- **Goal 1**: In the Ulsoor essay, rewrite the part that opens with "Where Have the" and closes with "ends or begins.", switching "Bangalore" to "Bengaluru" wherever it appears.
- **Goal 2**: According to the Ulsoor essay, how far is Ulsoor from the "new Bangalore" hot spots?

- **Document**:
Where Have the Bananas Gone?

Written by Usha Rao, PhD Scholar, Indian Institute of Technology, New Delhi

The notion that cities are built on sacrifice is a theme that I explore in a literal and figurative sense in this piece.

My research is set in Ulsoor, a neighbourhood with a hoary past that nestles in the heart of Bangalore, merely a kilometre away from the ‘new Bangalore’ hot spots. Bangalore is one of the fastest growing cities in Asia and continues to be pitched to global investors as a ‘world class metropolis.’ The city has spread rapidly into the hinterland, its agricultural fields now in the process of being subsumed into landbanks for business parks and special economic zones (SEZs). The ever-shifting boundaries confound any attempt to define where the city ends or begins.

Ulsoor has a five-hundred-year-old history and a time-less mythical past. The neighbourhood and its boundaries are re-produced annually through its jatres (festivals). These performances anchor collective memory and histories of its inhabitants within the landscape of the neighbourhood. The metro, a symbol of the city of the future, thunders on over the neighbourhood unhindered by the annual performances that unfold and flow in the street beneath its grey, concrete shade. While the city at large is in a state of flux, the idea of Ulsoor as an ooru (as site of collective identity and belonging) endures for many of its inhabitants, past and present.

- **Supplied material**:
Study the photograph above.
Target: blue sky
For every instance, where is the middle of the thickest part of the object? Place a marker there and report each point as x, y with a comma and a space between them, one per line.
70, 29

- **Full output 1**:
Where Have the Bananas Gone?

Written by Usha Rao, PhD Scholar, Indian Institute of Technology, New Delhi

The notion that cities are built on sacrifice is a theme that I explore in a literal and figurative sense in this piece.

My research is set in Ulsoor, a neighbourhood with a hoary past that nestles in the heart of Bengaluru, merely a kilometre away from the ‘new Bengaluru’ hot spots. Bengaluru is one of the fastest growing cities in Asia and continues to be pitched to global investors as a ‘world class metropolis.’ The city has spread rapidly into the hinterland, its agricultural fields now in the process of being subsumed into landbanks for business parks and special economic zones (SEZs). The ever-shifting boundaries confound any attempt to define where the city ends or begins.

- **Full output 2**: Merely a kilometre away.